--- start of Text segment ---

In 1969, Laver won all four Grand Slam tournaments in the same calendar year for the second time, sealing the achievement with a four-set win over Roche in the US Open final. He won 18 of the 32 singles tournaments he entered (still the Open Era titles record) and compiled a 106–16 win–loss record. In beating Newcombe in four sets in the Wimbledon final, he captured the title at the All England Club for the fourth consecutive time that he had entered the tournament (and reached the final for the sixth consecutive time as he had been runner-up in 1959 and 1960). He set a record of 31 consecutive match victories at Wimbledon between 1961 and 1970, which lasted until 1980 when it was eclipsed by Björn Borg. Unlike his first Grand Slam year in 1962, Laver in 1969 played in events open to all the best professional and amateur players of the world. In the year's Grand Slam tournaments, Laver had five five-set-matches, twice coming back from two sets down in early rounds. In the four finals, however, he lost a total of only two sets. His hardest match was a marathon 90-game semifinal against Roche at the Australian Open under tropical hot conditions. Other opponents at the Australian Open included Roy Emerson, Fred Stolle, and Andrés Gimeno. At the French Open, Laver beat Gimeno, Tom Okker, and Rosewall. At Wimbledon, Laver overcame strong challenges from Stan Smith, Cliff Drysdale, Ashe, and Newcombe. At the US Open on slippery grass courts, he defeated Dennis Ralston, Emerson, Ashe, and Roche. Laver proved his versatility by winning the Grand Slam tournaments on grass and clay, plus the two most important hard court titles (South African Open at Ellis Park, Johannesburg and the US Professional Championships at Boston) and the leading indoor tournaments (Philadelphia US Pro Indoor and Wembley British Indoor). Laver ranked No. 1 for 1969 by the panel of 13 international journalists for the 'Martini and Rossi' Award, by Tingay, by Collins, by Tommasi, by Frank Rostron and by World Tennis.

--- end of Text segment ---

#### [Written problem A]
In the text on Rod Laver's 1969 season, which player eclipsed Laver's record of 31 consecutive match victories at Wimbledon?
#### [Written problem B]
Pick up the account of Laver's 1969 season after its final sentence and carry it forward.

--- start of Data provided ---

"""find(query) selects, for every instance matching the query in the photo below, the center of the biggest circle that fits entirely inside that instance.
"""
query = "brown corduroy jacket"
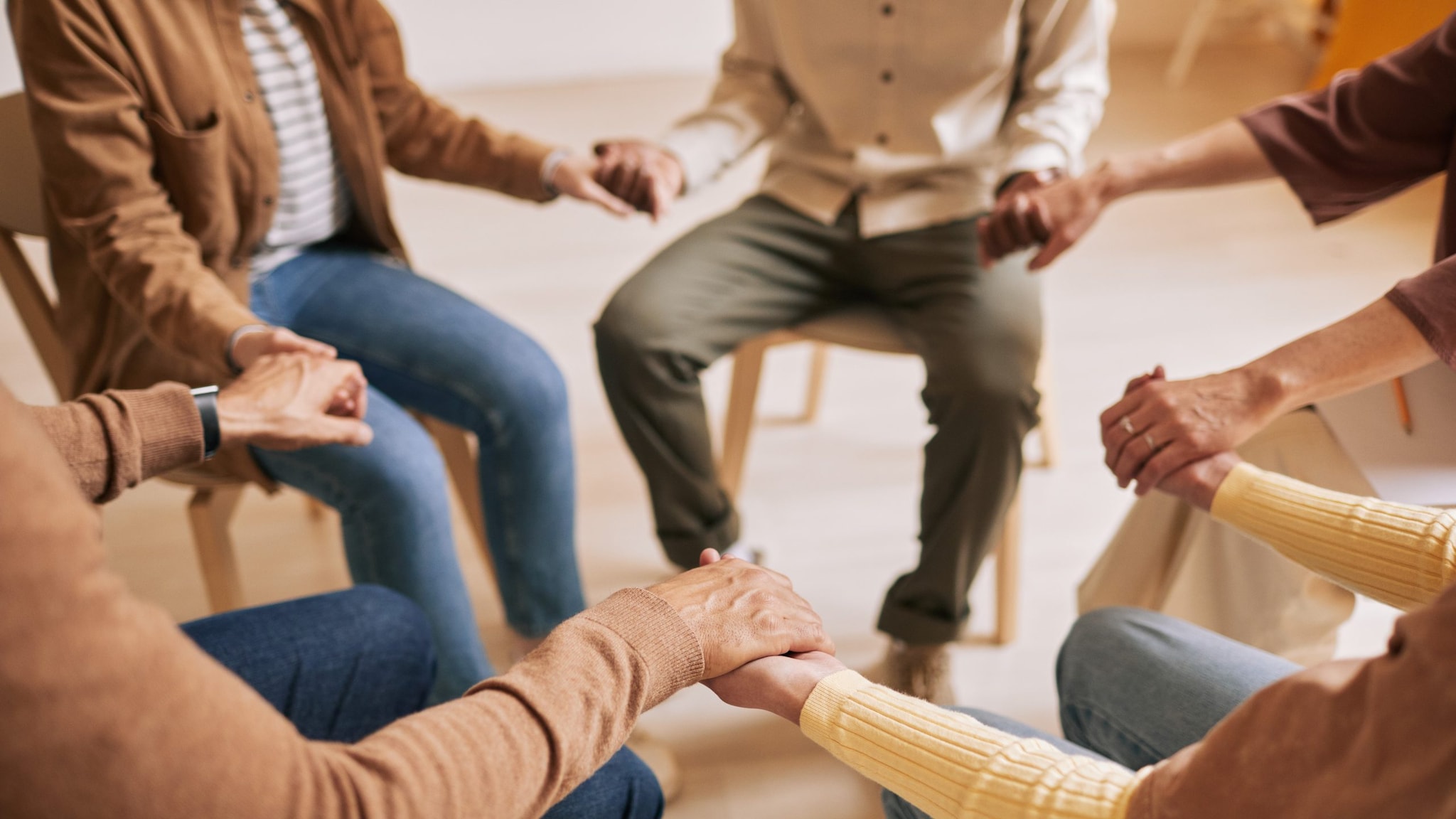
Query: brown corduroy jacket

--- end of Data provided ---
--- start of Data provided ---

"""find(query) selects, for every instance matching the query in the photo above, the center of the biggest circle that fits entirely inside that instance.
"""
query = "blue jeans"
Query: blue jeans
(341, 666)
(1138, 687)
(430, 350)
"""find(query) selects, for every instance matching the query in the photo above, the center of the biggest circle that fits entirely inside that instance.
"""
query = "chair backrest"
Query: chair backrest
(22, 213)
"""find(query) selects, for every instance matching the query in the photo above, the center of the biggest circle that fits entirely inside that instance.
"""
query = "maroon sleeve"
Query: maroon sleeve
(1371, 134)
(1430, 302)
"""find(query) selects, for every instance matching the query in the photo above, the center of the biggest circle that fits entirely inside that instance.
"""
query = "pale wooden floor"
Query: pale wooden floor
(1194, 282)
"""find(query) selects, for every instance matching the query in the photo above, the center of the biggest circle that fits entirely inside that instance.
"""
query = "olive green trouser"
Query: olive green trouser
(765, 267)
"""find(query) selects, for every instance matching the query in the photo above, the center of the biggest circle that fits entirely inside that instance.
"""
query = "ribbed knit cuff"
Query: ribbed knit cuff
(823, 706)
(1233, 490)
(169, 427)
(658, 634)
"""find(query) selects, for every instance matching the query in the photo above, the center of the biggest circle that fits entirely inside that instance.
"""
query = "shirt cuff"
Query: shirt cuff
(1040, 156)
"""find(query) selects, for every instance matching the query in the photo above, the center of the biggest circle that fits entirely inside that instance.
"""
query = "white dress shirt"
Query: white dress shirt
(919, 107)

--- end of Data provided ---

#### [Exercise result A]
Björn Borg

#### [Exercise result B]
In the early 1970s, Laver lost his grip on the major tournaments. He played only five Grand Slam tournaments from 1970 through 1972. This was partly because of his contracts with NTL and WCT. But on the WCT tours, he remained the leading player and by far the leading prize money winner.

In 1970, Laver won 15 titles and US$201,453 in prize money, including the rich "Tennis Champions Classic" and five other big events (Sydney Dunlop Open, Philadelphia, Wembley, Los Angeles, South African Open). Those were the equivalent of the modern day ATP Masters Series and most had 8 or more of the world's top ranked players participating. With only two majors played by all the best players (Wimbledon and the US Open), there was no clear-cut World No. 1 in 1970. Wimbledon champion Newcombe, US champion Rosewall, and Laver (who won the most titles and had a 3–0 win–loss record against Newcombe and a 5–0 record against Rosewall) were ranked the highest by different journalists and expert panels.  The panel of 10 international journalists who voted for the 'Martini and Rossi' Award, ranked Rosewall No. 1 with 97 points over Laver (89 pts) and Newcombe (81 pts). The panel of 12 journalists which made the WCT draw for 1971 ranked Laver 1st, Rosewall 2nd and Newcombe 3rd. Rex Bellamy ranked Laver No. 1, with Rosewall No. 2. Judith Elian of L'Equipe Magazine (Paris) and Rino Tommasi placed Rosewall No. 1, while Robert Geist co-ranked Rosewall, Laver and Newcombe No. 1.  Newcombe later wrote in his autobiography "Newk-Life On and Off the Court" (2002) that the top honour for 1970 belonged to Laver. Lance Tingay, John McCauley and Bud Collins. ranked Newcombe ahead of Rosewall and Laver.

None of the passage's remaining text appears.